In the listing, write out everything from the line containing "Each instance of the horse hoof" down to the line containing "Query: horse hoof" again with "horse hoof" replaced by "wagon wheel", leaving everything else unchanged.
** Start Excerpted records **
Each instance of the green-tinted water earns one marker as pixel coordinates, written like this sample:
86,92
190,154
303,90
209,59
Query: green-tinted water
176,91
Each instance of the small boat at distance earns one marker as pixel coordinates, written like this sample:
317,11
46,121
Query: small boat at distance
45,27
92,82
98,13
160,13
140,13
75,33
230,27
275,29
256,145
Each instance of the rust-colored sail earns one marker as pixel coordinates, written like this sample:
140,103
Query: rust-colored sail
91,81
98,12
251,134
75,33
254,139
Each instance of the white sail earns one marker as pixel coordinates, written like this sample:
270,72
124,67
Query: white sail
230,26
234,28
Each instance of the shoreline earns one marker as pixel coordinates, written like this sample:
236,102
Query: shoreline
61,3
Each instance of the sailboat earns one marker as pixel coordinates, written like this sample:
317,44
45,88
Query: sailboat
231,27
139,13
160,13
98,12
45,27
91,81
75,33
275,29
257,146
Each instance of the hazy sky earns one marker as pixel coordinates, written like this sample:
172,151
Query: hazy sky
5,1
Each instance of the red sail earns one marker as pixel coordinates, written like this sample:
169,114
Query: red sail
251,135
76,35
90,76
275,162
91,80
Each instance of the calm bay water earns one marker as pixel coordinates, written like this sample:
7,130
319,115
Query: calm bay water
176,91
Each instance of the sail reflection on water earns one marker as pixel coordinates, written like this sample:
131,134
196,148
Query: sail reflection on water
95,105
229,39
** End Excerpted records **
** Start Excerpted records **
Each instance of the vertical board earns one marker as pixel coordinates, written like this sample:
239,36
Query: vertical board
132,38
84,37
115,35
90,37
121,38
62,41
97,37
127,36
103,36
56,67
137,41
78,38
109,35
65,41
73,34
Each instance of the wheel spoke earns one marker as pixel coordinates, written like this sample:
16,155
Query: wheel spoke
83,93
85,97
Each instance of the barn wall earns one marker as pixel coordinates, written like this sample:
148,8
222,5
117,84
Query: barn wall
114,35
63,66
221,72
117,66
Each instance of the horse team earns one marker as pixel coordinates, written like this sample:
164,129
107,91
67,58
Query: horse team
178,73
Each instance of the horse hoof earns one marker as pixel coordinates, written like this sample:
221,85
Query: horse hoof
** End Excerpted records **
▸ Solution to the exercise:
Each instance of the wagon wheel earns one marker as pixel coordinates, written like this sample:
221,85
Query: wagon wheel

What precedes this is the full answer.